» TASK STATEMENT:
Quote the rows verbatim, starting with the line that contains "of the baby" and ending with the line that contains "<point>68,99</point>", both included.

» DATA SUPPLIED:
>>
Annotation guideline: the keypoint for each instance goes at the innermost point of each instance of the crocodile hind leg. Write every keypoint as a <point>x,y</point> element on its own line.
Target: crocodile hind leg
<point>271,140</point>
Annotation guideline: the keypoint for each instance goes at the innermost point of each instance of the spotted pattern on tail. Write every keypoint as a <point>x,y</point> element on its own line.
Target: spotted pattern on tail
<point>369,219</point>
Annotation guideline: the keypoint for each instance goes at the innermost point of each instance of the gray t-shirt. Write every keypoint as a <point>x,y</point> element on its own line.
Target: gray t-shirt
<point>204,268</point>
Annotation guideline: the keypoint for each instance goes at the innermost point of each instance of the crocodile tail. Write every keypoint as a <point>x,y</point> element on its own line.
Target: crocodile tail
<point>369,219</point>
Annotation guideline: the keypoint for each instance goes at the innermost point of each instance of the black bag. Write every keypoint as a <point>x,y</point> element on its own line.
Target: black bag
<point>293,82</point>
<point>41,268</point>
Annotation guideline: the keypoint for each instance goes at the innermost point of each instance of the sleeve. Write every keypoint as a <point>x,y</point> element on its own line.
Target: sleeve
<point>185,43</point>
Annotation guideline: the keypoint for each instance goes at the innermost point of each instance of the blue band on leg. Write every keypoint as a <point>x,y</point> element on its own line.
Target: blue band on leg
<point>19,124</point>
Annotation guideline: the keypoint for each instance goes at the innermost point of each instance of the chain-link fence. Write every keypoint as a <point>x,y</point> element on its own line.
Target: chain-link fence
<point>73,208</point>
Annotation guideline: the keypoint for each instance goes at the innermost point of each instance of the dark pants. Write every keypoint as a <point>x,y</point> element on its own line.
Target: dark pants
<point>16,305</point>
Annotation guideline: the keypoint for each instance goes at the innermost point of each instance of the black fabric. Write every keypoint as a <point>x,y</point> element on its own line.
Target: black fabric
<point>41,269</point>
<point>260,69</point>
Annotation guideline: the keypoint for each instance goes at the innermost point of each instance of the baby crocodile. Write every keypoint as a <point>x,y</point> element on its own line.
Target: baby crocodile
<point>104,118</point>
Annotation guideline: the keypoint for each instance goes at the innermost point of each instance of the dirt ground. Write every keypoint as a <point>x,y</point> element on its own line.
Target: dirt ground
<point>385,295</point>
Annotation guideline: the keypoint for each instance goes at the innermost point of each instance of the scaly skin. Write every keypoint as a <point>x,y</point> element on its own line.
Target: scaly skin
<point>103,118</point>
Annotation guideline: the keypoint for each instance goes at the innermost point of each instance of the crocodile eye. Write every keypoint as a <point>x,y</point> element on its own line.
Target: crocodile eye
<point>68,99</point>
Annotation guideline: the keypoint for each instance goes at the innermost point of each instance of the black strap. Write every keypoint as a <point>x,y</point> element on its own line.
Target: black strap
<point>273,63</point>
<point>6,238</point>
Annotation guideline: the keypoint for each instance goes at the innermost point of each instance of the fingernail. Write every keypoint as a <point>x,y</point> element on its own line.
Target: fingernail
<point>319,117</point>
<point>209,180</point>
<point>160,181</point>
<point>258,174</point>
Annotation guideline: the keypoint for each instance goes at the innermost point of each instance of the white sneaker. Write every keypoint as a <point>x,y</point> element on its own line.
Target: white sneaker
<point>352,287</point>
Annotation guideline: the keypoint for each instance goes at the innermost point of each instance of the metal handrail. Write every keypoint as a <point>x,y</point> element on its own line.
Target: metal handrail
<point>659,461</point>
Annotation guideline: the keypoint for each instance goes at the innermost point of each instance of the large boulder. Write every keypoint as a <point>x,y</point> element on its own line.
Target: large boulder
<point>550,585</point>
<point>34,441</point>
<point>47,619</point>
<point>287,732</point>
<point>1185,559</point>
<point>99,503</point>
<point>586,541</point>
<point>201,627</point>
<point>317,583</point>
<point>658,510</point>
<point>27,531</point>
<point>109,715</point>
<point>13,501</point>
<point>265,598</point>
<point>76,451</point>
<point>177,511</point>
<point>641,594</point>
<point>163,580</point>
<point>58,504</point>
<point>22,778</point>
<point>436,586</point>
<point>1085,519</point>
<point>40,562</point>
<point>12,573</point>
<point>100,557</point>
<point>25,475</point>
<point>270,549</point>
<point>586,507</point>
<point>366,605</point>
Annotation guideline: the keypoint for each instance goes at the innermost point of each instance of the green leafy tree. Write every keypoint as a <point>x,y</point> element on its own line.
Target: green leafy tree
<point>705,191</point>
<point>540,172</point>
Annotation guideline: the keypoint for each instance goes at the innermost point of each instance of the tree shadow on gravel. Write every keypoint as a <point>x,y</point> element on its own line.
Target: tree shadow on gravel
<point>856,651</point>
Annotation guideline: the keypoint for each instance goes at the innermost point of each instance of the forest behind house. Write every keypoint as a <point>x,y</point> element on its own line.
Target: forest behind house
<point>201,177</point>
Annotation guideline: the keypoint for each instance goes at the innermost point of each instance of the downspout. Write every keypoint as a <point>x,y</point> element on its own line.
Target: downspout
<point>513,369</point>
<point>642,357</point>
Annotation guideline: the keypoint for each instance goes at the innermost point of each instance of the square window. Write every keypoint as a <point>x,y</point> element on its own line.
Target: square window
<<
» TASK SOLUTION:
Annotation guideline: the keypoint for each instance goes at the innermost point of each instance of the baby crocodile. Write every keypoint as a <point>x,y</point> element on its own line.
Target: baby crocodile
<point>104,118</point>
Annotation guideline: the keypoint for each instance goes at the innermost point of each instance of the dirt ground. Write every keypoint as a <point>x,y</point> element on its own line.
Target: dirt ground
<point>385,295</point>
Annotation guideline: the keypoint for each instance goes at the innermost point of each instance of the scaly skin. Write every keypoint as a <point>x,y</point> element on its own line.
Target: scaly skin
<point>103,118</point>
Annotation guideline: the keypoint for each instance goes at the innermost point of each instance of the crocodile eye. Write every keypoint as a <point>x,y</point> element on its own line.
Target: crocodile eye
<point>68,99</point>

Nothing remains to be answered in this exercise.